Object point labels:
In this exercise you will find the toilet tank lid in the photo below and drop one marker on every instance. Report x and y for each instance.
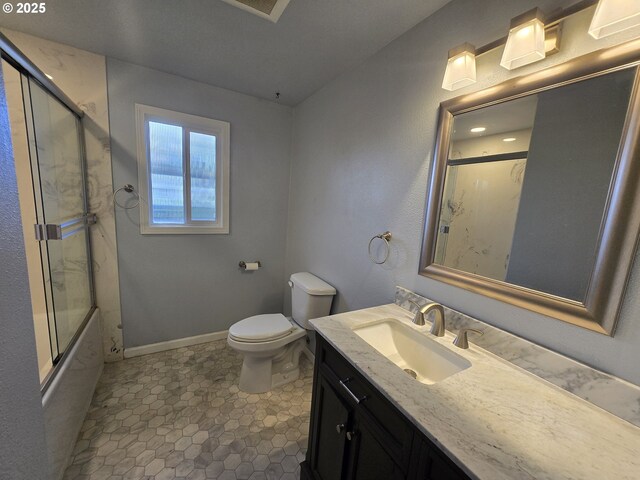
(312, 284)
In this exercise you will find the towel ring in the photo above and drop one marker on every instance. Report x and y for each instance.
(129, 189)
(385, 237)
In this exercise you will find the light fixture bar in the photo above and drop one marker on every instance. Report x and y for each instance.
(526, 40)
(553, 19)
(461, 67)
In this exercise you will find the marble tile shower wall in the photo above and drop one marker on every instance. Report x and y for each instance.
(610, 393)
(82, 76)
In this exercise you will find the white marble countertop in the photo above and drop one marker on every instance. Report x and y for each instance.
(494, 419)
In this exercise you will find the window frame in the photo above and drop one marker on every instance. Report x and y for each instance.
(188, 123)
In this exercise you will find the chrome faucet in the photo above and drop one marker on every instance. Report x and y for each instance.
(461, 340)
(419, 318)
(437, 327)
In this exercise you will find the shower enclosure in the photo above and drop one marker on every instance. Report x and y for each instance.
(48, 148)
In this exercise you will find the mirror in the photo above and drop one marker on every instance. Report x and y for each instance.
(533, 190)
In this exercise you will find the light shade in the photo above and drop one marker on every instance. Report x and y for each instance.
(525, 43)
(613, 16)
(461, 67)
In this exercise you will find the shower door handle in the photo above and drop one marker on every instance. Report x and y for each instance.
(52, 231)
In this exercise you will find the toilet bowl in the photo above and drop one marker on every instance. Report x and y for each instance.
(272, 343)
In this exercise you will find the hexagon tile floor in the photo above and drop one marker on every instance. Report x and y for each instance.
(179, 414)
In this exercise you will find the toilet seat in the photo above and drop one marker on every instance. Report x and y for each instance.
(261, 328)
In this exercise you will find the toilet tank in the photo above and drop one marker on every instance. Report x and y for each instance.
(310, 298)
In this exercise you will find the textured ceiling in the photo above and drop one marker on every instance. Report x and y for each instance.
(213, 42)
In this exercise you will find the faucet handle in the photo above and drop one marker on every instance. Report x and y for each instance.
(461, 340)
(419, 317)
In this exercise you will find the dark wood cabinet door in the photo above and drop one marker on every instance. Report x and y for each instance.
(435, 466)
(330, 425)
(368, 458)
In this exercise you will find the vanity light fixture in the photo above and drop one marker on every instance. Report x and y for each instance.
(525, 43)
(461, 67)
(613, 16)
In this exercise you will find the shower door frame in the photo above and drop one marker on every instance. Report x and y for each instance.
(29, 71)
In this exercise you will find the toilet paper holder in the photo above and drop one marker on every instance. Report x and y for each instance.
(243, 264)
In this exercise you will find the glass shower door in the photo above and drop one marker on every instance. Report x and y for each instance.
(63, 224)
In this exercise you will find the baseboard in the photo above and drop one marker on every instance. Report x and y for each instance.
(173, 344)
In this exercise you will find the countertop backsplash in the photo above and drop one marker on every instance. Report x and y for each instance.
(610, 393)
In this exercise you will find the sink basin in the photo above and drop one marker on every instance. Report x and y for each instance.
(414, 352)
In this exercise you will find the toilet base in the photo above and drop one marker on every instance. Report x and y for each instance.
(264, 371)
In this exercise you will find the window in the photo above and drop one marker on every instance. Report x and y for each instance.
(183, 172)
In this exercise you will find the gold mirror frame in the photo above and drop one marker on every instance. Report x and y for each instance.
(618, 236)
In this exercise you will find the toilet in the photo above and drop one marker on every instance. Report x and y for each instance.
(272, 343)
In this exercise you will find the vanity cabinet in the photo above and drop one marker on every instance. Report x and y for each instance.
(357, 434)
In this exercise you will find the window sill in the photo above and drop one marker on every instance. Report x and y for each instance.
(184, 230)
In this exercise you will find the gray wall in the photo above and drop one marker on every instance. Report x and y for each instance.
(573, 149)
(360, 157)
(175, 286)
(22, 442)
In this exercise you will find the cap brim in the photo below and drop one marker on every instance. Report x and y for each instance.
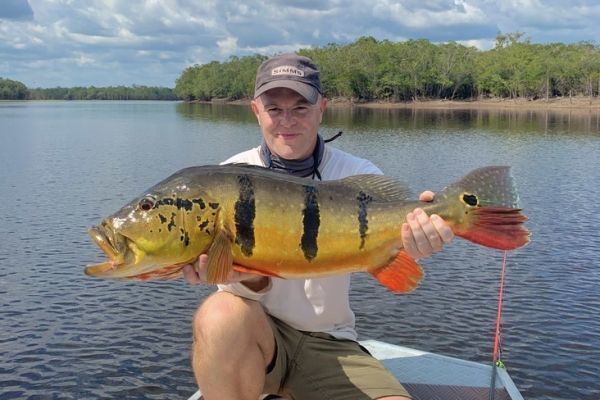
(307, 91)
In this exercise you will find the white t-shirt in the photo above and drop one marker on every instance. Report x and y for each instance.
(314, 305)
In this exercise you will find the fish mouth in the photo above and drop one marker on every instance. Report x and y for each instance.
(114, 245)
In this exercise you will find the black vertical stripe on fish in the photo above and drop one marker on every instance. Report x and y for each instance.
(363, 220)
(245, 212)
(311, 221)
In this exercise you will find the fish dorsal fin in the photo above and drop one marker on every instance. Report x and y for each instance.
(220, 257)
(379, 187)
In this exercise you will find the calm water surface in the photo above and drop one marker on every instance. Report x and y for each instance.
(65, 165)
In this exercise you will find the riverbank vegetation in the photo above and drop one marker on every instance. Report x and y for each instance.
(369, 70)
(14, 90)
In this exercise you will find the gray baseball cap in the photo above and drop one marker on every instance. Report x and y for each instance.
(291, 71)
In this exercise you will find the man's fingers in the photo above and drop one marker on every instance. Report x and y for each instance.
(427, 195)
(420, 238)
(190, 275)
(443, 230)
(408, 241)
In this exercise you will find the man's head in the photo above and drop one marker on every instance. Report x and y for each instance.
(290, 71)
(288, 105)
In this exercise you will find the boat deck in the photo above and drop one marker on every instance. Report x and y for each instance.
(429, 376)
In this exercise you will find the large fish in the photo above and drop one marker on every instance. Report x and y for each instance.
(256, 220)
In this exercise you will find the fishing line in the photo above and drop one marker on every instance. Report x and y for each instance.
(496, 360)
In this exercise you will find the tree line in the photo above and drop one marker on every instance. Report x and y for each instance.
(14, 90)
(372, 70)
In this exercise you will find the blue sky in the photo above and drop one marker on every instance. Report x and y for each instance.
(48, 43)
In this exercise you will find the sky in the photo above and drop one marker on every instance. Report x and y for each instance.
(49, 43)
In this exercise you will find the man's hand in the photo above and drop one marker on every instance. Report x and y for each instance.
(423, 235)
(196, 273)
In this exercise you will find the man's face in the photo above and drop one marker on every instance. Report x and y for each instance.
(288, 122)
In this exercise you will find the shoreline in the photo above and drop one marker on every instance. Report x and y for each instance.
(555, 104)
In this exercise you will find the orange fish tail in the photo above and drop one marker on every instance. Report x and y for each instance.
(497, 227)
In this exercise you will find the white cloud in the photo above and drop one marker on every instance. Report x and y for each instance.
(104, 42)
(227, 46)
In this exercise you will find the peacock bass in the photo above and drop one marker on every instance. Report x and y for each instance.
(257, 220)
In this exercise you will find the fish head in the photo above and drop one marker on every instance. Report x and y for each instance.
(154, 232)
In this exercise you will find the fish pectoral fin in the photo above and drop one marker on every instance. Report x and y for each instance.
(403, 274)
(220, 258)
(241, 268)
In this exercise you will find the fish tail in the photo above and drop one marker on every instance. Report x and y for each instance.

» To be done
Go through the listing above and write it out again exactly, dropping the pictures.

» The completed task
In this exercise you will find the toilet tank lid in the photo below and drop one marker on every instance. Report x and y for each instance.
(312, 284)
In this exercise you will find the towel ring in the photo above and drop one marker on every instance. Report x and y for each instance.
(129, 189)
(385, 237)
In this exercise you will find the light fixture bar in the photo above and drop one marker on every instance. Report x and y for each instance.
(526, 40)
(553, 19)
(461, 67)
In this exercise you will find the marble tile shower wall in the photo above and drop one marker on every instance. Report x and y for each instance.
(610, 393)
(82, 76)
In this exercise you will find the white marble countertop in the photo above and drop one marker on every instance. Report x and y for each instance.
(494, 419)
In this exercise you will find the window frame in the photo above and drop one marker on every instance. Report x and y for each instance.
(188, 123)
In this exercise you will find the chrome faucet in the photo above and drop one marker on every instance. Report x and y for each instance.
(461, 340)
(419, 318)
(437, 327)
In this exercise you will find the shower enclosure in the photo above and drop one marker on every instance. Report x and y for each instance.
(48, 148)
In this exercise you will find the mirror in the photo above and drop one marker on every instance. Report x and y for each instance.
(533, 190)
In this exercise you will find the light shade in the photo above and drop one marker on every instance. Report x and y for each instance.
(525, 43)
(613, 16)
(461, 67)
In this exercise you will find the shower door handle in the photo above and drop one marker on every instance. Report x and y for each instance.
(52, 231)
In this exercise you will find the toilet bowl in the photo above and drop one marker on every instance. Report x and y for each instance.
(272, 343)
In this exercise you will find the hexagon tile floor in the photo above and drop one marker on every instance. Report x and y for each instance.
(179, 414)
In this exercise you will find the toilet seat in the photo above and drop one marker on every instance. Report x and y for each instance.
(261, 328)
In this exercise you will find the toilet tank in the photo above and drop one marker on every instance. Report x and y for each instance.
(310, 298)
In this exercise you will find the textured ceiling in the photo above and drop one marker on every instance. Report x and y for each instance.
(213, 42)
In this exercise you will find the faucet handle in the photo above and drop one marker on every instance. Report x and y for each instance.
(461, 340)
(419, 317)
In this exercise you will find the dark wood cabinet door in the photo above and drop one marker on every instance. Report x and y for each instance.
(435, 466)
(330, 425)
(368, 458)
In this exercise you will find the vanity light fixture in the photo above and drop one marker on every instance. Report x and y for each instance.
(525, 43)
(461, 67)
(613, 16)
In this exercise you will find the shower door frame in the photo above and drop one marker on every instance. Report x and y for each instance.
(29, 71)
In this exercise you will find the toilet paper holder in the photo above and drop one marker on every instance. Report x and y for each instance.
(243, 264)
In this exercise you will find the glass shower door in the photo above and drop one marker on every instance. Report x and y for each instance.
(63, 224)
In this exercise you will find the baseboard in the photo above and drop one marker on every instance. Report x and y for each instance.
(173, 344)
In this exercise you will find the countertop backsplash in the photo above and drop one marker on every instance. Report x and y for each instance.
(610, 393)
In this exercise you will find the sink basin in the photo above and drop one marker on every instance. Report x and y for each instance.
(414, 352)
In this exercise you will find the toilet base in the photo above and drop one marker on every instance. Report x and y for each instance.
(264, 371)
In this exercise you will find the window in the photo above and drop one marker on every instance. Report x and y for each instance.
(183, 172)
In this exercise you will find the gold mirror frame in the photo above and drop one marker on every instance. Report x and y for each instance.
(618, 236)
In this exercise you will find the toilet in the photo above and drop one marker on every instance. Report x and y for each instance.
(272, 343)
In this exercise you will find the vanity cabinet in the photo above and drop one marker on every instance. Report x and y for each instance.
(357, 434)
In this exercise you will find the window sill in the photo above and drop one marker on every instance. Report x and y for each instance.
(184, 230)
In this exercise you will find the gray wall in the photo above and drop one marker on every instance. Report x and y for each instance.
(573, 149)
(360, 157)
(175, 286)
(22, 442)
In this exercise you will find the cap brim in the photo below and drop one marker on every instance. Report x and y for each instance.
(307, 91)
In this exercise you will find the white t-shirt in the photo above and drop one marker on every instance. Report x and y for each instance.
(314, 305)
In this exercise you will find the fish mouth in the photo above and drop one marker on every instance. Report x and y for each instance.
(114, 245)
In this exercise you will find the black vertical stripe on fish in the photo above and drop one marker on every instance. Report x and y for each instance.
(363, 220)
(245, 212)
(311, 221)
In this exercise you will find the fish dorsal fin in the photo above and drop one marker on every instance. Report x and y for each instance.
(220, 257)
(379, 187)
In this exercise you will find the calm water surface in the photo above and drop one marker on every instance. Report x and y for each instance.
(65, 165)
In this exercise you will find the riverbank vegetation in the photo above and drop one marker on every instance. Report x and y for each instance.
(369, 70)
(14, 90)
In this exercise you will find the gray baseball cap in the photo above and drop one marker on every instance. Report x and y for each instance.
(291, 71)
In this exercise you will find the man's fingers in the photo above and drop one marker on every instance. Report x and y for each instance.
(427, 195)
(420, 238)
(190, 275)
(443, 230)
(408, 241)
In this exercise you will find the man's head in the photo above and drop one marker on every instance. Report x and y for each instance.
(290, 71)
(288, 105)
In this exercise you will find the boat deck in the photo above and drop one marker on every instance. Report x and y for each instance.
(429, 376)
In this exercise you will find the large fish in the photo above and drop one marker on every instance. Report x and y for each instance.
(256, 220)
In this exercise you will find the fishing line in the photo above and drop one marker on every instance. Report x and y for each instance.
(496, 360)
In this exercise you will find the tree line in the photo above and drop one marker on every instance. Report x and y for each instance.
(14, 90)
(372, 70)
In this exercise you will find the blue sky in the photo above and drop one marker on every instance. Report x and y for each instance.
(48, 43)
In this exercise you will find the sky in the photo above and drop one marker on every instance. Report x and y for each instance.
(49, 43)
In this exercise you will find the man's hand in the photo above and drop one marker on every instance. Report x and y for each instance.
(423, 235)
(196, 273)
In this exercise you will find the man's face in the photo above and drop one marker on every instance. Report x and y for each instance.
(288, 122)
In this exercise you will find the shoreline in the photo above and drop one marker on every instance. Report x and y for each instance.
(555, 104)
In this exercise you will find the orange fish tail in the photo above and drop one marker on every instance. Report x and y for each instance.
(497, 227)
In this exercise you will find the white cloud in the photo above and drop one marker on every instance. Report x and y for each instance.
(104, 42)
(227, 46)
In this exercise you will find the peacock bass in the photo above and drop one marker on every instance. Report x and y for each instance.
(257, 220)
In this exercise you will find the fish head in the photo above and drop one marker on every instance. Report x and y for each instance.
(154, 232)
In this exercise you will find the fish pectoral fin in the photo above and drop one marker on every instance. Report x and y for each instance.
(403, 274)
(220, 258)
(241, 268)
In this exercise you will find the fish tail in the photo above and drop one marker on every instance. Report x and y for each instance.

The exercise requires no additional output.